[Extracted information — start]

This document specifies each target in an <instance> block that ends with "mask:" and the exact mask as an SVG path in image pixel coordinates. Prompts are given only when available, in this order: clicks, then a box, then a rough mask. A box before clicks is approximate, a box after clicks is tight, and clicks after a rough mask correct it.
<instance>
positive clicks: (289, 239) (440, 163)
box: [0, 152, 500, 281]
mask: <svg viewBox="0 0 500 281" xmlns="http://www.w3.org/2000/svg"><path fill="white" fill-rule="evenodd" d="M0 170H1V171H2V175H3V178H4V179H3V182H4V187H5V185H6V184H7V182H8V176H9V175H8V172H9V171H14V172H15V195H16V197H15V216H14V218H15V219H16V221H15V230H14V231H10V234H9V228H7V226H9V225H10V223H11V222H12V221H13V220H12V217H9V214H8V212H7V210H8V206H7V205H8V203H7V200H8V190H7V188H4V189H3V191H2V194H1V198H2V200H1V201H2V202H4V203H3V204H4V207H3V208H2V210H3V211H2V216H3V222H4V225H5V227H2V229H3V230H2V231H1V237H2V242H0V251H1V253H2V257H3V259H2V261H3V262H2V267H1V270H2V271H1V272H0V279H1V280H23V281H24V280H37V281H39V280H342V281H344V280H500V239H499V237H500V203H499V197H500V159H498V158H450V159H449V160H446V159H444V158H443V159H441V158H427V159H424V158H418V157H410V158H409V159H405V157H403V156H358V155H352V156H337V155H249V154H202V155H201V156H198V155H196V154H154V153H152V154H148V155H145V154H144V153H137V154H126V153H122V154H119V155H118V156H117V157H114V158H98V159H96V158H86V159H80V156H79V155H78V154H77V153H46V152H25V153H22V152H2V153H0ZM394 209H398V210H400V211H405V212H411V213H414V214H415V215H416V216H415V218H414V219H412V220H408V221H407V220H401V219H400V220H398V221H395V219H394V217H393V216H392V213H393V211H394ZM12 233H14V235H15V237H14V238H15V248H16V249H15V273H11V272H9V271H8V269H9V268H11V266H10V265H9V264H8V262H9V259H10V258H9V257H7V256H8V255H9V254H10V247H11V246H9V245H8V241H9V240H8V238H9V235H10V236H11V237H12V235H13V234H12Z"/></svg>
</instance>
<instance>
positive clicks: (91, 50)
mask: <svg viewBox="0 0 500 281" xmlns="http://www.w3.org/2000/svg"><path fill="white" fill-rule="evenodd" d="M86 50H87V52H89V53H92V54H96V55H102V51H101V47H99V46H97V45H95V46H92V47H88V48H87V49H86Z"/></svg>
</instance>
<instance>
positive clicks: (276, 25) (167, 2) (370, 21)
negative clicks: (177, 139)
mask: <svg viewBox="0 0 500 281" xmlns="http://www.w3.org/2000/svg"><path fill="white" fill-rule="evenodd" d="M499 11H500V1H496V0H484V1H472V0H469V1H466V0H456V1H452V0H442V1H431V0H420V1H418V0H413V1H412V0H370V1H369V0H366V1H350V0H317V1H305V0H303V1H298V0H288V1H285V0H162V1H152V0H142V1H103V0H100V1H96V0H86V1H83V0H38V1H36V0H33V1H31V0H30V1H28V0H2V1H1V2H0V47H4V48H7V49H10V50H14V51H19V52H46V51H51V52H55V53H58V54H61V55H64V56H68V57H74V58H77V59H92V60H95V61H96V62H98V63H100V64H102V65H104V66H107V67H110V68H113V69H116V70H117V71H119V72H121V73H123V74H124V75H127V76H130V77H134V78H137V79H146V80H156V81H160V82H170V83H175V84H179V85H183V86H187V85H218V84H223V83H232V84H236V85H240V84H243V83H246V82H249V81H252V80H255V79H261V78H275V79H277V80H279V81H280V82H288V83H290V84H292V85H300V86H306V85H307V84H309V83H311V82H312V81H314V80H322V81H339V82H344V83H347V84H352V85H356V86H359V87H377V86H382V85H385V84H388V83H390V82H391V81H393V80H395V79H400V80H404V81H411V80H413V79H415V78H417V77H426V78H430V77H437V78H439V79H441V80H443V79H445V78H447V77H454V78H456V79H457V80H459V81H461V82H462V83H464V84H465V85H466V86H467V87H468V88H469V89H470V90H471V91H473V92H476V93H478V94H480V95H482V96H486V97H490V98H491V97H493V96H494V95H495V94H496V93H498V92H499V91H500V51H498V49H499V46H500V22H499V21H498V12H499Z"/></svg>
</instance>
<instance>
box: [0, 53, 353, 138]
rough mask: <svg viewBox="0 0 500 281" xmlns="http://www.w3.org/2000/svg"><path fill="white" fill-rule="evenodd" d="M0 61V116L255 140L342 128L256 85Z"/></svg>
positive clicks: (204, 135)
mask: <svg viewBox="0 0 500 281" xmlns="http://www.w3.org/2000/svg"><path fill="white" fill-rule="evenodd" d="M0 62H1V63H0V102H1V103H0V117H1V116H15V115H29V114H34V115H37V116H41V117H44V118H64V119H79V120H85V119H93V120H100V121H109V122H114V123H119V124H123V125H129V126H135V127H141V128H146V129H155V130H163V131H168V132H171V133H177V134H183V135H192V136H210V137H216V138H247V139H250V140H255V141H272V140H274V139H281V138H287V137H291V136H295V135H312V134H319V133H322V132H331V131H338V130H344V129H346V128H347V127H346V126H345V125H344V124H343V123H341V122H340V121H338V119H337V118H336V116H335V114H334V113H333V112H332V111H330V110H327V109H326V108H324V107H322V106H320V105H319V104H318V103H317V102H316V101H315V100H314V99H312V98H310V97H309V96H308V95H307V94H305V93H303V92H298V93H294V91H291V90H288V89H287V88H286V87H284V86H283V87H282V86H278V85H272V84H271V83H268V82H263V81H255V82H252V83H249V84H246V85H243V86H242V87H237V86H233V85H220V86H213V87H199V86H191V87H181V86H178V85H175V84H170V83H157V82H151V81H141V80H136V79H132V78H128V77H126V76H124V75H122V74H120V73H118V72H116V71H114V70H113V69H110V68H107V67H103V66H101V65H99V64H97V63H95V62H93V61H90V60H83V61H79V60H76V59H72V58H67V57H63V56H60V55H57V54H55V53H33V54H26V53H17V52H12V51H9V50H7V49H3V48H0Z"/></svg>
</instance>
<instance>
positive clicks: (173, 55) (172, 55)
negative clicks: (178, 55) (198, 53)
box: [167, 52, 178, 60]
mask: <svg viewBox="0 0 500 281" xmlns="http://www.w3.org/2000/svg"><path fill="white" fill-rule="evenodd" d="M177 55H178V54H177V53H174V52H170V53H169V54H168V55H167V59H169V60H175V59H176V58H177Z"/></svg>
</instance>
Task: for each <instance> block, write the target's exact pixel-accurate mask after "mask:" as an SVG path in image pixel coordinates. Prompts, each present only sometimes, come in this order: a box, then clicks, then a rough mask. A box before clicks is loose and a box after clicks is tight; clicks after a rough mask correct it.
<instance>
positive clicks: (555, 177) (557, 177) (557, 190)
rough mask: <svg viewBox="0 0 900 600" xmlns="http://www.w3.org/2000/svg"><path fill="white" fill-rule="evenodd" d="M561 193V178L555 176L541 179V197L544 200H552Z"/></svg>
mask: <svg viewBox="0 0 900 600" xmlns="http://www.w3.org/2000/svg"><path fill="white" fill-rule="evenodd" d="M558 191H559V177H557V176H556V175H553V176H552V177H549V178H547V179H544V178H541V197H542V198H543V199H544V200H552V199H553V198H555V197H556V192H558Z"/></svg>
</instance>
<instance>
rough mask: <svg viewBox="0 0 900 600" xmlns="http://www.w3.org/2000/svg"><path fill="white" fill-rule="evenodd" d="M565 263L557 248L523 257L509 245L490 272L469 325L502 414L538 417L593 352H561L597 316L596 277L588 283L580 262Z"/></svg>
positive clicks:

[Extracted information — finish]

- [What you need to do]: Repeat the entries above exactly, from the first line through the line containing "positive clicks: (289, 239) (440, 163)".

- [Your solution]:
This document specifies each target in an <instance> block that ends with "mask:" and the exact mask as an SVG path in image pixel coordinates. Prompts are given only when available, in this order: clicks, then a box, then a rough mask. A box before clicks is approximate, a box after clicks is tight, and clicks after a rough mask correct it.
<instance>
positive clicks: (289, 239) (440, 163)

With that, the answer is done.